• Supplied passage
══════════════════════════════

June 10th saw British voters using the local and European Parliament elections to punish Blair and the Labour Party for the war in Iraq. Despite desperate attempts to shore up support, with one pro-war minister reportedly reminding people that many Labour MPs had voted against the war as well, Labour lost hundreds of local council seats and a number of MEPs.
Local and European elections have notoriously low turnouts in Britain, often even as low as US electoral turnouts, and combined with the fact that they are often used to give the ruling party a mid-term message, Labour’s undoubted disaster in June doesn’t necessarily mean they will lose the next general election. It is, however, a useful indicator of the mood in the country and many people used it to give Blair a bloody nose.
The one big exception to Labour’s run of defeats was the return of Ken Livingstone, London’s leftwing mayor, for a second term. Livingstone, who was expelled from the Labour Party four years ago after standing against the official Labour candidate, was welcomed back after the Blairites realised they wouldn’t win the mayoralty against him. This was despite his uncompromising anti-war stance and on the understanding that he would continue to operate as a maverick within the Labour Party.
When George Bush visited London last November, Ken called him ‘the biggest threat to peace in the world’, which embarrassed Blair, but made him popular with an electorate who possibly hate Blair’s close relationship with Bush even more than the fact that they both took us to war in Iraq.
The anti-war vote was not the only trend in the elections though. The elections saw the rise of the United Kingdom Independence Party, a fiercely xenophobic anti-Europe organisation, fuelled in part by celebrity endorsement and a media obsession with them. They increased their number of MEPs, won local council seats and won their first two seats on the 25 member London Assembly. Whilst their popularity seems to have sidelined the fascist British Nationalist Party (the threat of which had prompted the left and trade union movement to launch a new coalition, Unite Against Fascism) their success is worrying. Clearly, disillusion with Labour has not pushed people automatically to the left.

══════════════════════════════

(Extracted data entries)

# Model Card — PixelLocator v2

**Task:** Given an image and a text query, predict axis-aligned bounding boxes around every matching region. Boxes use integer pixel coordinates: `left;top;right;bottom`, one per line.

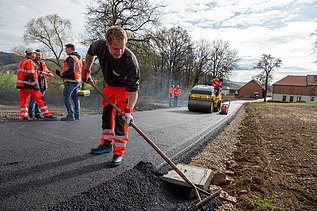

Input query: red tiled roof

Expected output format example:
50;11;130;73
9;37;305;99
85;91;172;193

273;75;307;86
307;75;317;86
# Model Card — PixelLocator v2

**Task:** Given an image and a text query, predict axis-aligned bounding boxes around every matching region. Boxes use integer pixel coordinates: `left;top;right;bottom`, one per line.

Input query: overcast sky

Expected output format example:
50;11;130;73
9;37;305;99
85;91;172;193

0;0;317;82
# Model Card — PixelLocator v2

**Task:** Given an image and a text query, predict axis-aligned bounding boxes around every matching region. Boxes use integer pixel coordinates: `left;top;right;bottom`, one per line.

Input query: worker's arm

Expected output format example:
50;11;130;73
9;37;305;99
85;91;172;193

84;53;95;70
127;91;138;110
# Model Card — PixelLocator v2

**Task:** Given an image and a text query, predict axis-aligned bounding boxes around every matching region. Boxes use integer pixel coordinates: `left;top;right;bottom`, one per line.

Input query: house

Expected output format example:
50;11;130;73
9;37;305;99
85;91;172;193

272;75;317;103
238;79;264;98
222;86;239;95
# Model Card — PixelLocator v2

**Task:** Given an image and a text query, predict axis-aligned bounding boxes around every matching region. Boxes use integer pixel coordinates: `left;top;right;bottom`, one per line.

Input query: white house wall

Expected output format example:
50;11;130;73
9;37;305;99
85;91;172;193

272;94;317;103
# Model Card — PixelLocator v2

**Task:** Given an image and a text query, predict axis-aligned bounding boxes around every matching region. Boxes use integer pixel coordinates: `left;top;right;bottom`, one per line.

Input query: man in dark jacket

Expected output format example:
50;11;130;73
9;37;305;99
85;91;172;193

82;26;140;167
56;44;82;121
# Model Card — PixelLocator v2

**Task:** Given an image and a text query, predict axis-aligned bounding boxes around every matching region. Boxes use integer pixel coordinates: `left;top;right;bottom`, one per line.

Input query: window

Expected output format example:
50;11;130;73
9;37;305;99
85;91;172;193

289;96;294;102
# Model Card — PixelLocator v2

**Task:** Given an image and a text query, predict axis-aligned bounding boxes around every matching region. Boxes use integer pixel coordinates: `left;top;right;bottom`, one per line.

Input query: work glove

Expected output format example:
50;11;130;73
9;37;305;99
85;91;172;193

55;69;62;77
81;69;92;83
122;108;133;125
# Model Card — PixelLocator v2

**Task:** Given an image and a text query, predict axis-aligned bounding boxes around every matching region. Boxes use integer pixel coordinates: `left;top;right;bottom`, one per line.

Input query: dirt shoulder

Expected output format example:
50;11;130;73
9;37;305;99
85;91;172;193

192;103;317;210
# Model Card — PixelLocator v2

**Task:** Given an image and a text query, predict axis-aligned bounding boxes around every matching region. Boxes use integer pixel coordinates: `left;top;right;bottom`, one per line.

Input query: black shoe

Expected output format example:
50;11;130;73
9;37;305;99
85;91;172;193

61;116;75;121
90;141;113;155
110;154;123;167
35;114;43;119
43;115;57;121
21;117;33;122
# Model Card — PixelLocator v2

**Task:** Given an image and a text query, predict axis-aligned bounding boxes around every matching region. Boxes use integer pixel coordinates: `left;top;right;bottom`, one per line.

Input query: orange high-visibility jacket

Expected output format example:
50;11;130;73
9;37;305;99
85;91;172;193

212;78;222;88
174;87;182;97
168;87;174;98
16;57;39;89
38;61;51;89
61;55;83;82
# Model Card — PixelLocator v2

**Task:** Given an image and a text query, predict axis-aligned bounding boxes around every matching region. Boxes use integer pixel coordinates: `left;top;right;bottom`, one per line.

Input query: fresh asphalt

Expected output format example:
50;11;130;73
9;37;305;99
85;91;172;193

0;101;244;210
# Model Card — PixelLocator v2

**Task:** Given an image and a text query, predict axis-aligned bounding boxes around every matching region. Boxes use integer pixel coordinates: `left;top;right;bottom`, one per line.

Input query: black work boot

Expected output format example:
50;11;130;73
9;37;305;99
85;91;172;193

90;140;113;155
110;154;123;167
61;116;75;121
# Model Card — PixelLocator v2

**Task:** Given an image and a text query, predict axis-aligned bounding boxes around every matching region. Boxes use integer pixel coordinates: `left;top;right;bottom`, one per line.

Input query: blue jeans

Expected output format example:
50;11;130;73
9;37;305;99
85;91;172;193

28;89;46;118
174;96;178;107
63;82;81;118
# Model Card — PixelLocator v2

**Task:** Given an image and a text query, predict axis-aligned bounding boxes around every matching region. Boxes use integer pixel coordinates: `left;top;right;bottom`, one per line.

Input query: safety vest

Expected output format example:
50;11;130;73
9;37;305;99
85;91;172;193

212;78;222;88
37;61;51;90
174;88;181;97
16;57;38;89
168;87;174;98
62;55;83;82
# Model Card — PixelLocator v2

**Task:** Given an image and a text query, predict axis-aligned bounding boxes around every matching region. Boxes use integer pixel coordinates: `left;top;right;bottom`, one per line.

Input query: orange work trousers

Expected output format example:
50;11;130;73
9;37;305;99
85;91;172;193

20;89;52;120
100;85;128;156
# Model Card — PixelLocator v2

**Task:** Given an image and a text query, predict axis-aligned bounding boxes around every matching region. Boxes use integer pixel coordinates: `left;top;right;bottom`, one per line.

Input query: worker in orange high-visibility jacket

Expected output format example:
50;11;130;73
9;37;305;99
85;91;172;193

174;85;182;107
16;48;57;120
29;49;54;119
56;44;83;121
82;26;140;167
212;77;222;96
168;85;175;107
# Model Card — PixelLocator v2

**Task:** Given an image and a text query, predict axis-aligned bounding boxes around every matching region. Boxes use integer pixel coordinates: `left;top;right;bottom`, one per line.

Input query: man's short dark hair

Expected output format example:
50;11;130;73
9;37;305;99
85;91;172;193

65;44;75;51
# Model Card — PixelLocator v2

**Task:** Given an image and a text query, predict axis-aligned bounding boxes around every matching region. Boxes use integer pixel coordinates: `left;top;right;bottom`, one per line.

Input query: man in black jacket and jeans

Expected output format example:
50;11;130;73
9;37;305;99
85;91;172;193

56;44;82;121
82;26;140;167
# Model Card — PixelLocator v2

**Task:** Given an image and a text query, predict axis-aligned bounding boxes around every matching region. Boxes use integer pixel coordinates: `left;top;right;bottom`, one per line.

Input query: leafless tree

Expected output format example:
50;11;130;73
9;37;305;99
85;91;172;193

155;26;193;87
209;39;240;77
23;14;71;67
192;39;212;85
83;0;162;44
254;54;282;102
310;29;317;62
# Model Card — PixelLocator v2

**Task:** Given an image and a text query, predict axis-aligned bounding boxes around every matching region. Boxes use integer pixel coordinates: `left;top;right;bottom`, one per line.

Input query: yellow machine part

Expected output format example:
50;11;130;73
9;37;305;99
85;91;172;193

78;89;90;97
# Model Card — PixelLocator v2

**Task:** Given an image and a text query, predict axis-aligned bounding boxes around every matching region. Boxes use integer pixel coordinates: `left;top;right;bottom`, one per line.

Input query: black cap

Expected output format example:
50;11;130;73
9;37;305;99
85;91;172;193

65;44;75;51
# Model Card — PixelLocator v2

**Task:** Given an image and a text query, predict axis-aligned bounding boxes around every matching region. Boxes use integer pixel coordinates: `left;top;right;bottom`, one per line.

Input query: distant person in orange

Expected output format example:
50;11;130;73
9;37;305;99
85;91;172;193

212;77;222;96
174;85;182;107
168;85;175;107
29;49;54;119
16;48;57;121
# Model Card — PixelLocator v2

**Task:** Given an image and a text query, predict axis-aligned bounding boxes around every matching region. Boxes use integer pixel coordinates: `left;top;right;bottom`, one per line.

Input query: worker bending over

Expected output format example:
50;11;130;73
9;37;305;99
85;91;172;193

82;26;140;167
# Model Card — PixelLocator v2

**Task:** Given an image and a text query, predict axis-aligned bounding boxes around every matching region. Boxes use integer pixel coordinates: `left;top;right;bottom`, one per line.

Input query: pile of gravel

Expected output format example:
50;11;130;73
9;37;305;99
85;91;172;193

47;161;221;210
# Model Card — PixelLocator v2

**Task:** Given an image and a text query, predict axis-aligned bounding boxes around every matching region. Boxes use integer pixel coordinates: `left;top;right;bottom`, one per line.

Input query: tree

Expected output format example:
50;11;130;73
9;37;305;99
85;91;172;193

209;39;240;77
192;39;212;85
155;26;193;88
254;54;282;102
23;14;71;67
310;29;317;60
83;0;162;44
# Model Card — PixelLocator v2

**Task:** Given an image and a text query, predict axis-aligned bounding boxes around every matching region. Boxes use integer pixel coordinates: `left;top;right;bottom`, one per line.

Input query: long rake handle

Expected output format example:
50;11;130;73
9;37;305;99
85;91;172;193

89;82;210;198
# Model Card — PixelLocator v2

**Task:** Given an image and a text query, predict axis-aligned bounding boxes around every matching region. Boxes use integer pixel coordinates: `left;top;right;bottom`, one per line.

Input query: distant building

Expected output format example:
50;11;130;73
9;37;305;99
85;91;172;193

272;75;317;103
238;79;264;98
222;86;240;95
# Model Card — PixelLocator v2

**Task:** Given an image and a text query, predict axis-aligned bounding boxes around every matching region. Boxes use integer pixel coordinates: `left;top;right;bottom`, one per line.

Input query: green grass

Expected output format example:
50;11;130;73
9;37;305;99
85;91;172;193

252;102;317;106
253;196;278;211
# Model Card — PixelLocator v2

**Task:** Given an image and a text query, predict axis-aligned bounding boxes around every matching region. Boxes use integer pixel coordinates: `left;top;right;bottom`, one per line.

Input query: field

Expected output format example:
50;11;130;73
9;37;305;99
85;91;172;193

0;103;317;210
192;103;317;210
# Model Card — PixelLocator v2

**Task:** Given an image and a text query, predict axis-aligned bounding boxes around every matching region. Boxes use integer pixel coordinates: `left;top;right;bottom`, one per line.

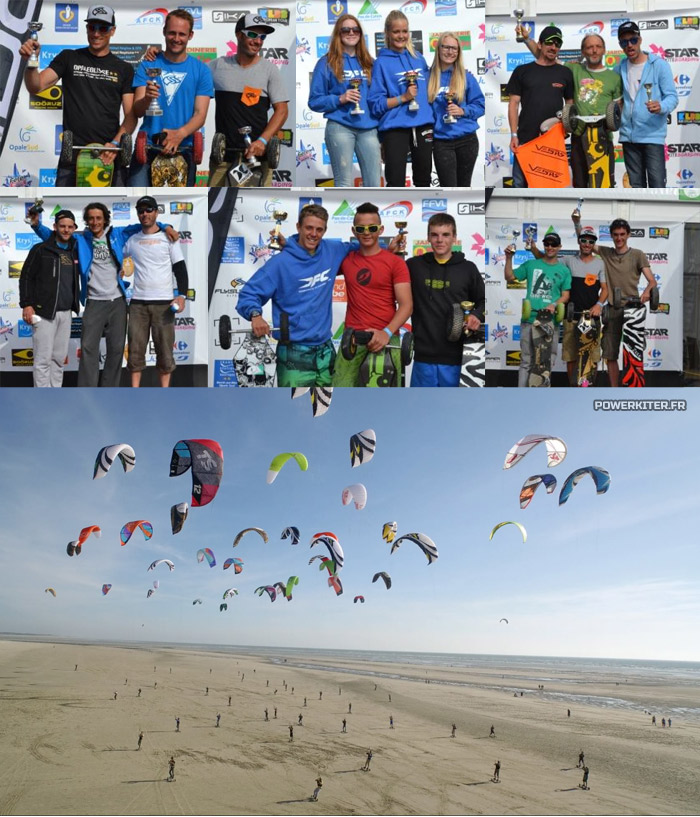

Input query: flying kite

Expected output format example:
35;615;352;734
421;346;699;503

341;482;367;511
350;428;377;468
559;465;610;505
170;440;224;507
119;519;153;547
503;434;566;468
489;522;527;543
390;533;438;565
520;474;557;509
267;451;309;485
92;443;136;479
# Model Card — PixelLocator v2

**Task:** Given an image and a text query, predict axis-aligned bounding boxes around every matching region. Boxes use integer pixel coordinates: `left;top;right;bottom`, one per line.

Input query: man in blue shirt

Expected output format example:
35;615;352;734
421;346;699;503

129;9;214;187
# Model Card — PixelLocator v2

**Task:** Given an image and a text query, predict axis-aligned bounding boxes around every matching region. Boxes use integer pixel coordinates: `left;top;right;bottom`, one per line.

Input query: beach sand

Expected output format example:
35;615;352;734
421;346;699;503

0;641;700;815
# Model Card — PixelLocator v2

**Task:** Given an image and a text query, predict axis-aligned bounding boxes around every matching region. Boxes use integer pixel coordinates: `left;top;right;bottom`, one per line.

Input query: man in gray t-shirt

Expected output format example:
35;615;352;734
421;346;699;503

208;14;289;187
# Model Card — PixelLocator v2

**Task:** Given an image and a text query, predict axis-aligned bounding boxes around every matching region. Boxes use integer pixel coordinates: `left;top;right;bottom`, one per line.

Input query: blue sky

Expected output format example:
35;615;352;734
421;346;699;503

0;389;700;661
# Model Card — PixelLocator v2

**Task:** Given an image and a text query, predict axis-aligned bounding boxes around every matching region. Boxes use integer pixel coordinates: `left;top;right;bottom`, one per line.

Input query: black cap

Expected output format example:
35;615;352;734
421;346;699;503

236;14;275;34
540;26;564;43
617;20;640;40
136;196;158;211
54;210;77;224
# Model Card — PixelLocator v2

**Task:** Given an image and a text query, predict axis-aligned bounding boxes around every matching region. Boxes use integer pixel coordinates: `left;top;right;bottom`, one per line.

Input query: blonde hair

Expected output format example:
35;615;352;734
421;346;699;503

428;31;467;105
326;14;374;85
384;9;416;57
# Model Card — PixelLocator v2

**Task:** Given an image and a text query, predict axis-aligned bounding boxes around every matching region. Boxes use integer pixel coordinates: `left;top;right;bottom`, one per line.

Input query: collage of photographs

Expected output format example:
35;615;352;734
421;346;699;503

0;0;700;817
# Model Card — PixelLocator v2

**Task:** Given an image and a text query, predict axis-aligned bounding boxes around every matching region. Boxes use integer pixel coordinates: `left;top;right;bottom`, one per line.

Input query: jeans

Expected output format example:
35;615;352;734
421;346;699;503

326;119;382;187
433;133;483;187
622;142;666;187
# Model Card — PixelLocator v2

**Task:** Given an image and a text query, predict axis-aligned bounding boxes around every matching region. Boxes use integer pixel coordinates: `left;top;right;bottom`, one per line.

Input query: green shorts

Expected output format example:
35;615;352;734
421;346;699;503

277;340;335;388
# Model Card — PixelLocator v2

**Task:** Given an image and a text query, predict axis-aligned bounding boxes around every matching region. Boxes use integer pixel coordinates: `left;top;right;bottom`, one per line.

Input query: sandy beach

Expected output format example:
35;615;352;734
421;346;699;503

0;640;700;815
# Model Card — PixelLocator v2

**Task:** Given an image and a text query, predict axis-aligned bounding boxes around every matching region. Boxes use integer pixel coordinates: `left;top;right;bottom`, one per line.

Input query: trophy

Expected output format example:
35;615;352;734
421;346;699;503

144;68;163;116
404;71;420;111
513;9;525;43
238;125;262;167
27;21;44;68
24;199;44;224
442;91;457;125
394;221;408;258
267;210;287;250
350;77;364;116
525;224;537;250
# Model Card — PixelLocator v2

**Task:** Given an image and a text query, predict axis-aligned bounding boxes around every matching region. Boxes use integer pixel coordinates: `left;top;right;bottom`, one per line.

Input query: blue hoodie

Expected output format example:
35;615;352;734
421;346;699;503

615;52;678;145
433;67;486;139
32;222;169;304
368;48;433;132
309;54;379;130
236;235;352;346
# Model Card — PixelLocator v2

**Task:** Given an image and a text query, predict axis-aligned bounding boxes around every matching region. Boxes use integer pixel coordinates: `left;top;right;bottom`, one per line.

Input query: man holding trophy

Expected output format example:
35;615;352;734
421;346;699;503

19;5;137;187
209;13;289;187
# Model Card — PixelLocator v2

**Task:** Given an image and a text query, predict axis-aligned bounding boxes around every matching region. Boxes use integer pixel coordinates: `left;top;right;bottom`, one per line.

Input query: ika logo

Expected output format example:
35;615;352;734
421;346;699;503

129;9;168;26
639;20;668;31
53;3;78;32
299;267;331;292
380;201;413;219
422;199;447;221
178;6;202;30
211;9;250;23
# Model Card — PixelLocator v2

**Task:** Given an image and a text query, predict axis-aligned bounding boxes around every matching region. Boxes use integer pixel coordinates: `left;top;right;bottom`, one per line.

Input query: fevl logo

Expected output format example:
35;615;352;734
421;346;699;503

53;3;78;32
129;8;168;26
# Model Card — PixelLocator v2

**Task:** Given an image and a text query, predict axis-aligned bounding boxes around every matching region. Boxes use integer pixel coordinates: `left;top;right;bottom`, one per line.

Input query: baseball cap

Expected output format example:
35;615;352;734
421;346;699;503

136;196;158;212
540;26;564;43
236;13;275;34
54;210;77;224
617;20;640;40
85;5;114;26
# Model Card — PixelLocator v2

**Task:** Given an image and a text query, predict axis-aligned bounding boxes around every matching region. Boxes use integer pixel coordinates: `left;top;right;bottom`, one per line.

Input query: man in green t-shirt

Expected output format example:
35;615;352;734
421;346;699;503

522;26;622;187
505;232;571;387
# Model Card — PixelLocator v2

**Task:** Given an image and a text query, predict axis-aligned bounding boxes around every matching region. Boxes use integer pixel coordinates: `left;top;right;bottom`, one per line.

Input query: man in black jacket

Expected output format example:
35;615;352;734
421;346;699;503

19;210;80;388
407;213;486;386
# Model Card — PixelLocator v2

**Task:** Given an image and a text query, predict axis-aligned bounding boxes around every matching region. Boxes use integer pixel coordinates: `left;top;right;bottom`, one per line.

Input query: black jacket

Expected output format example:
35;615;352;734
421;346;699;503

407;252;486;366
19;233;80;320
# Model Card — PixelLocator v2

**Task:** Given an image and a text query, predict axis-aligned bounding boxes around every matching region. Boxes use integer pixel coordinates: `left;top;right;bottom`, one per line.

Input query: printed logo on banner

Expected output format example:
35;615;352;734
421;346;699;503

357;0;382;20
214;360;238;388
226;235;245;264
673;74;693;97
53;3;78;32
638;20;668;31
326;0;348;25
178;6;202;30
435;0;457;17
211;9;250;23
129;8;168;26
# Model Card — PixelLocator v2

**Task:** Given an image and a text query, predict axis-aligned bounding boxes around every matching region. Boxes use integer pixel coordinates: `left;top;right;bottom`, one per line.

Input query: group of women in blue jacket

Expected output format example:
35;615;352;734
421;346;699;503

309;11;484;187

══════════════════════════════

• Given request
Carry on the article about Britain's June 10th local and European elections, beginning directly after its final sentence.

• Answer to the exercise
Parties which were most obviously associated with the anti-war movement had mixed results. The Green Party’s share of the vote was only up by 2% nationally, although it is hard to be sure why. It may have been that Labour voters simply stayed at home rather than switching their votes, though this is somewhat belied by the increase in voter turnout out compared to the last European elections. Certainly the Greens have quite a small activist base, making campaigning hard for them, and only a few leading figures of any calibre. They may also have gained more votes had it not been for the entrance of the newly formed Respect Coalition into the fray, though the two parties’ campaigns played to quite different audiences. The Greens voting base is more left-liberal and middle class, Respect played to a largely working-class muslim audience and to a lesser extent the left of the labor movement.
Respect itself did worse than they seem to have expected, gaining no MEPs or even the London Assembly seat which might have left them with at least a partial claim of success. Formed just four months previously by some of the leaders of the Stop the War Coalition (STW) including anti-war former Labour MP George Galloway, Respect undoubtedly fielded the most ethnically diverse list of candidates. In some restricted areas with large muslim populations who have traditionally voted Labour, Respect candidates did do well. These areas included parts of inner London and the North West. But their overall share of the vote was not as great as Respect claimed it would be in advance.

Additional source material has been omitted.